++++ Data provided

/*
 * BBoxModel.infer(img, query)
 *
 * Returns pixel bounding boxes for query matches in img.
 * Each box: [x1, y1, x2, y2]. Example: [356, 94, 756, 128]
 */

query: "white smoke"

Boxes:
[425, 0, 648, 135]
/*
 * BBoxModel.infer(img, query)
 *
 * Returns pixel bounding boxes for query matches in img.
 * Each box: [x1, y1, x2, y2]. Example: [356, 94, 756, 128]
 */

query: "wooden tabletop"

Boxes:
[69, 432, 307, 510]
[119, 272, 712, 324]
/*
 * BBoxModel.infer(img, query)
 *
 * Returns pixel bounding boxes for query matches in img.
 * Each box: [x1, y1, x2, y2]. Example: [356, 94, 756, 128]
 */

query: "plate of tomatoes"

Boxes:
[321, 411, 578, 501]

++++++++

## Aim of the exercise
Arrange every line above as a Markdown table with two columns, Row and Line. Put each line's number under Row and its text under Line, and leave out the blank lines.

## Complete output
| Row | Line |
|---|---|
| 1 | /* |
| 2 |  * BBoxModel.infer(img, query) |
| 3 |  * |
| 4 |  * Returns pixel bounding boxes for query matches in img. |
| 5 |  * Each box: [x1, y1, x2, y2]. Example: [356, 94, 756, 128] |
| 6 |  */ |
| 7 | query: "white smoke" |
| 8 | Boxes: |
| 9 | [425, 0, 648, 135] |
| 10 | /* |
| 11 |  * BBoxModel.infer(img, query) |
| 12 |  * |
| 13 |  * Returns pixel bounding boxes for query matches in img. |
| 14 |  * Each box: [x1, y1, x2, y2]. Example: [356, 94, 756, 128] |
| 15 |  */ |
| 16 | query: "wooden tabletop" |
| 17 | Boxes: |
| 18 | [69, 432, 307, 510] |
| 19 | [119, 272, 712, 324] |
| 20 | /* |
| 21 |  * BBoxModel.infer(img, query) |
| 22 |  * |
| 23 |  * Returns pixel bounding boxes for query matches in img. |
| 24 |  * Each box: [x1, y1, x2, y2]. Example: [356, 94, 756, 128] |
| 25 |  */ |
| 26 | query: "plate of tomatoes" |
| 27 | Boxes: |
| 28 | [321, 411, 578, 501] |